WHAT YOU WILL DO -
1. From the CFDE report, extract the passage that opens with the words containing "Common Fund's data" and closes with "by other Institutes.".
2. Rewrite as a bulleted list the paragraph of the CFDE report that begins "Common Fund's data portfolio is diverse," keeping its main facts.

SUPPLIED TEXT -
October Report – Approaches to Operationalize the CFDE

Table of Contents:
Approach 1: Data Federation
Approach 2: CFDE Portal Implementation
Approach 3: Training
Approach 4: Addressing Data Incompatibility Concerns
Approach 5: Federating with Data Resources External to the Common Fund
Approach 6: Assessing the Optimal Balance of Cloud Versus On-Premises Computing and Storage
Approach 7: Changing Role of Site Visits

Approach 1: Data Federation

The Common Fund Data Ecosystem (CFDE) will be based on a collection of inventories derived from data that are being hosted on cloud based systems by a number of DCCs. The inventories will describe all the assets at each Program, with this information available via a central catalog to enable discovery of the assets. The advantage of this approach is that formation of the ecosystem does not require the data assets themselves be moved to a central repository, only inventories describing those assets are centralized. Cataloging all of the Common Fund assets is a simple and effective means of liberating data from what would be several siloed repositories, and therefore greatly increases Findability, Accessibility, Interoperability and Reusability of all Common Fund data. This form of data federation can also be extended to programs funded by other institutes, and easily linked to other NIH ecosystems: once an inventory system is available, it can be used by anyone.

There are several very important outcomes for the CFDE federated approach.

The CFDE is future-proofing the Common Fund for interoperability. Interoperability between data silos continues to be of significant interest at the NIH, which recently held an "NIH Workshop on Cloud-Based Platforms Interoperability". The meeting had representation from 4 NIH ICs (Common Fund, NCI, NHGRI, NHLBI). The report from this meeting proposed four major thrust areas to improve interoperability between several groups which included use of the federated asset catalog approach developed by the CFDE tech team.

Common Fund's data portfolio is diverse, and these resources have significant value as individual assets. However, integration of this data with assets at DCCs from other ICs is of critical importance. For example, sequence based technologies for variant detection, whole genome/exome analysis, single cells and human cell atlas, as well as epigenomic analysis will increasingly be used by future Common Fund programs, as well as programs at other ICs. HubMAP also reported a need to integrate their data with sites such as the Human Cell Atlas, LungMAP, and Allen Brain Atlas. The CFDE work on interoperability will ensure Common Fund is able to significantly add value to data assets at each of its programs, and increase their ability to make use of data generated by other Institutes.

The CFDE is defining and measuring FAIR, to guide systematic improvement of Common Fund asset FAIRness. One of the CFDE’s missions is to guide improvement of Common Fund asset FAIRness by providing consistent definitions, metrics, and reports across the Common Fund. Under the CFDE, each data center’s inventory will be evaluated consistently based on FAIRshake, and we will work with the individual Common Fund programs to improve their FAIR measures as well as adjust FAIRshake to meet the needs of the Common Fund (see Appendix C).

By applying the same objective measurements to each Program, we will establish an even playing field across all of the sites. This will incentivise sites to improve individually and learn from each other, and at the same time will lead to a more specific, consistent, and sophisticated set of FAIRness metrics for the CFDE. More importantly, the improvements to each site and across the ecosystem will enhance user abilities to find and make use of Common Fund data.

EXTRACTED ENTRIES -
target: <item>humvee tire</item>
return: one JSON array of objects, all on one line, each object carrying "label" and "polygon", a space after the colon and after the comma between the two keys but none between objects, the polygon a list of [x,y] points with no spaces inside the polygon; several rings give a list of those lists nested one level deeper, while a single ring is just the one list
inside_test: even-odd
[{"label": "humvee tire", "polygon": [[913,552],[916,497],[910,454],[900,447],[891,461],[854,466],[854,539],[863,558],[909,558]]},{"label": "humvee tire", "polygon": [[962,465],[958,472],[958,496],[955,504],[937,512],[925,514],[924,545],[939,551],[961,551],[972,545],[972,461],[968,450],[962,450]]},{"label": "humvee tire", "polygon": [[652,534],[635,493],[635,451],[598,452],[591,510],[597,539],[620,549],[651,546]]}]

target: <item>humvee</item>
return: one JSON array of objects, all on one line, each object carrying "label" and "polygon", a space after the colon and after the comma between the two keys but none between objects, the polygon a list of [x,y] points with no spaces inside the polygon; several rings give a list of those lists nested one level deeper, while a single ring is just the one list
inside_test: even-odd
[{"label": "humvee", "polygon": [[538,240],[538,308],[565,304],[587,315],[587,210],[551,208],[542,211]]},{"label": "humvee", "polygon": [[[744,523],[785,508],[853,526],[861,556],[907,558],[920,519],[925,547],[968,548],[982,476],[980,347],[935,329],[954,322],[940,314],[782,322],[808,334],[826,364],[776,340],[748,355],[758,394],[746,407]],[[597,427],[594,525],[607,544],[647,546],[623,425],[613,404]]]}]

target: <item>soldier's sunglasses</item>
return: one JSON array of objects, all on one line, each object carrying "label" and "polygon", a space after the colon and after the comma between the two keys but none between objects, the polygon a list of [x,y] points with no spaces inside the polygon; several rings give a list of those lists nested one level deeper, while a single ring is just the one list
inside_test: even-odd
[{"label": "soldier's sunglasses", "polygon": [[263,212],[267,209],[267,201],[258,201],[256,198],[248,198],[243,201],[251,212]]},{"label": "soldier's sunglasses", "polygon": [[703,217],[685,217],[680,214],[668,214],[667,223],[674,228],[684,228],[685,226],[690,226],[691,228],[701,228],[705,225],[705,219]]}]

ANSWERS FOR THIS EXERCISE -
1.
Common Fund's data portfolio is diverse, and these resources have significant value as individual assets. However, integration of this data with assets at DCCs from other ICs is of critical importance. For example, sequence based technologies for variant detection, whole genome/exome analysis, single cells and human cell atlas, as well as epigenomic analysis will increasingly be used by future Common Fund programs, as well as programs at other ICs. HubMAP also reported a need to integrate their data with sites such as the Human Cell Atlas, LungMAP, and Allen Brain Atlas. The CFDE work on interoperability will ensure Common Fund is able to significantly add value to data assets at each of its programs, and increase their ability to make use of data generated by other Institutes.

2.
- Common Fund's data portfolio is diverse, and its resources have significant value as individual assets.
- Integrating this data with assets at DCCs from other ICs is of critical importance.
- Future Common Fund programs and programs at other ICs will increasingly use sequence-based technologies for variant detection, whole genome/exome analysis, single cells and human cell atlas, and epigenomic analysis.
- HubMAP reported a need to integrate its data with sites such as the Human Cell Atlas, LungMAP, and Allen Brain Atlas.
- CFDE interoperability work will let Common Fund add significant value to each program's data assets and help programs use data generated by other Institutes.